(Beginning of EXCERPTED PASSAGE)

When the criminal investigation is tantamount to torture



Coordinator of the KHPG Anti-Torture Campaign, Andriy Didenko warns that Ukraine is not observing European Court of Human Rights Regulations on ensuring civil rights during court hearings. He sees confirmation of this in the situation with the former Dean of the Kryvy Rih Technical University, Anatoly Temchenko who has been held in a SIZO [pre-trial detention centre] for almost 18 months.  His state of health is such that holding him in a SIZO cannot be described as anything less than torture, Didenko says. He is seconded in this by Temchenko’s lawyer, Oleh Amelchyshyn, who is also appalled that his client’s condition is being ignored.

70-year-old Anatoly Temchenko is accused of bribe-taking. He has been gravely ill while in the SIZO. He has a heart condition, and has before had a heart attack and also suffers from diabetes.

Andriy Didenko notes that during a court hearing on 28 March, an ambulance needed to be called for Mr Temchenko twice, yet Judge Natalia Hryshchenko did not consider his application and continued the court hearing.

The next day an ambulance also needed to be called. The doctors reported that his blood pressure was 190 over 110 and that he could not take part in the hearing.  Andriy Didenko reports that as soon as the ambulance had gone, the hearing was resumed.

In demanding proper treatment for the defendant, the defence has been forced to turn to the European Court of Human Rights. The court in Strasbourg has recommended that Mr Temchenko be hospitalized without delay and provided with qualified medical assistance.

According to Andriy Didenko, the defendant has still not received such assistance, and is adamant that the treatment he is receiving is tantamount to torture. “When he is taken out to a so-called “specialized” hospital bound by the leg and hand, and held for 24 hours, supposedly being treated, that is torture. How can you call it providing adequate medical assistance when a person is chained?”

In view of the situation, specialists’ recommendations as well as the fact that there are no appropriate specialized hospitals in Kryvy Rih, Mr Temchenko’s lawyers have on several occasions applied for him to be placed in the Strazhesko Cardiology Institute in Kyiv. However according to the Government’s Representative on European Court matters, Valeria Lutkovska, Mr Temchenko has himself written a statement refusing to be treated in any medical establishment other than the Strazhesko Cardiology Institute. She asserts that this stand by the defendant is getting in the way of his treatment and that it is premature to say that Ukraine is not fulfilling its obligations with regard to the European Court’s Regulations as far as Mr Temchenko is concerning since the Court has not come to a conclusion on this issue.

(End of EXCERPTED PASSAGE)

**TASK A**
According to the article on Anatoly Temchenko's detention, what blood pressure did the doctors report on the day after the 28 March hearing?
**TASK B**
Please write what comes next in the article on Anatoly Temchenko's detention, picking up after its final sentence.
You won't need the data after this text.

(Beginning of SOURCE INFORMATION)

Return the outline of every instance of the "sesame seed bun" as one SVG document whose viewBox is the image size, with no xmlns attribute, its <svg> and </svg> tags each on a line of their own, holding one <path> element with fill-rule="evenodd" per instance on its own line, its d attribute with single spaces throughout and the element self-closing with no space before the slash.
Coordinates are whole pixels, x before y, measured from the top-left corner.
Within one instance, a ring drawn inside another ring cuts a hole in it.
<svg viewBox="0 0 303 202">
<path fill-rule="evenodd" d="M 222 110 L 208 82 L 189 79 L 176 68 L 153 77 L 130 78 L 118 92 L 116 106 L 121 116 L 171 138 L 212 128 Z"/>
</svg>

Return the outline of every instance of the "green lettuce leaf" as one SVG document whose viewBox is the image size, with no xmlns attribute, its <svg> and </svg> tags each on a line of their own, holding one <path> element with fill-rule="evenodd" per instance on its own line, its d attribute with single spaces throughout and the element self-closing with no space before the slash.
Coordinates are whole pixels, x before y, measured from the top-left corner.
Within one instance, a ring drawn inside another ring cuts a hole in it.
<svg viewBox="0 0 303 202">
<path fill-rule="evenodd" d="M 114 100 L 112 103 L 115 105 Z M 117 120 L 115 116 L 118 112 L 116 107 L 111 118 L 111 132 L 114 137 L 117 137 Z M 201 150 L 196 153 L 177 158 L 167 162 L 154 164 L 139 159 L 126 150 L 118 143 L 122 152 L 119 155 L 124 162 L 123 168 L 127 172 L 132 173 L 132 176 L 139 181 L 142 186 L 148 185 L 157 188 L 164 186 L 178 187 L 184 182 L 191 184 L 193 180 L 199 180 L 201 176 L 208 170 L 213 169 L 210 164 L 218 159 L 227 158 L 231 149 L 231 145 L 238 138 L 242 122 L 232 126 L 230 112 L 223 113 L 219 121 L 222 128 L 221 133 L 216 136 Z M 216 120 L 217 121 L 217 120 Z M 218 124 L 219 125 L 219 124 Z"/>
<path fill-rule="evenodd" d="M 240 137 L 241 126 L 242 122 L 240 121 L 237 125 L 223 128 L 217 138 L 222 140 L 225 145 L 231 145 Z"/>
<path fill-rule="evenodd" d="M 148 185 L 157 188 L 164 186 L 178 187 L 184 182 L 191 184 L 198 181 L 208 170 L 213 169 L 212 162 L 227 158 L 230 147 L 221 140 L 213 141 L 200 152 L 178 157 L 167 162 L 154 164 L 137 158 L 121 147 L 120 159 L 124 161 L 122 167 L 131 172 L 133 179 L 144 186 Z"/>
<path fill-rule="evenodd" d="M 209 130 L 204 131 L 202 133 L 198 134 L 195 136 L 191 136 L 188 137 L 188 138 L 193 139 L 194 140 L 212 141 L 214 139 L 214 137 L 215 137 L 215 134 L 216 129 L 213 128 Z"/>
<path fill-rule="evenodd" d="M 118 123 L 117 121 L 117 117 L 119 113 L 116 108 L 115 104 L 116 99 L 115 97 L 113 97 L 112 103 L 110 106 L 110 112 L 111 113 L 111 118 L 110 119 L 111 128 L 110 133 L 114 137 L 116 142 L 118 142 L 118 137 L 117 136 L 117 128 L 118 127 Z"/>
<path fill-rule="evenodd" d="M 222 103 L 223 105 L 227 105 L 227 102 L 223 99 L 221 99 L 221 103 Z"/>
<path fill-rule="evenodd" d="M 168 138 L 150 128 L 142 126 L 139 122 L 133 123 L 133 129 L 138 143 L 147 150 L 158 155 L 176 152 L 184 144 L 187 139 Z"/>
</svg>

(End of SOURCE INFORMATION)

**ANSWER SECTION A**
190 over 110.

**ANSWER SECTION B**
Experts believe that the European Court of Human Rights may yet again decide that Ukrainians have been unwarrantedly held in custody. This is even more likely since, according to his lawyer, Oleh Amelchyshyn, the legally motivated term for temporary detention of Anatoly Temchenko ended back on 29 January 2010.  He is being held in the SIZO unlawfully, without the relevant court order.

Mr Amelchyshyn says that his client should have been released by the Prosecutor, yet the requirements of Article 156 of the Criminal Procedure Code in this case have been ignored. He could also have been released on the grounds of health yet this has not happened.

Andriy Didenko explains that there is an article in legislation which makes it possible to release a person who is ill from places of confinement. The relevant department makes an application and the prisoner can be released by court order. However people held in a SIZO and not convicted by a court do not fall into this list.  As a result of this gap, the courts do not accept such applications.

It is not clear whether the Ukrainian courts will show justice and humanity in this case, but the case with Anatoly Temchenko and the relevant recommendations of the European Court of Human Rights show that there is a problem with lack of humanity in the Ukrainian system of criminal investigation.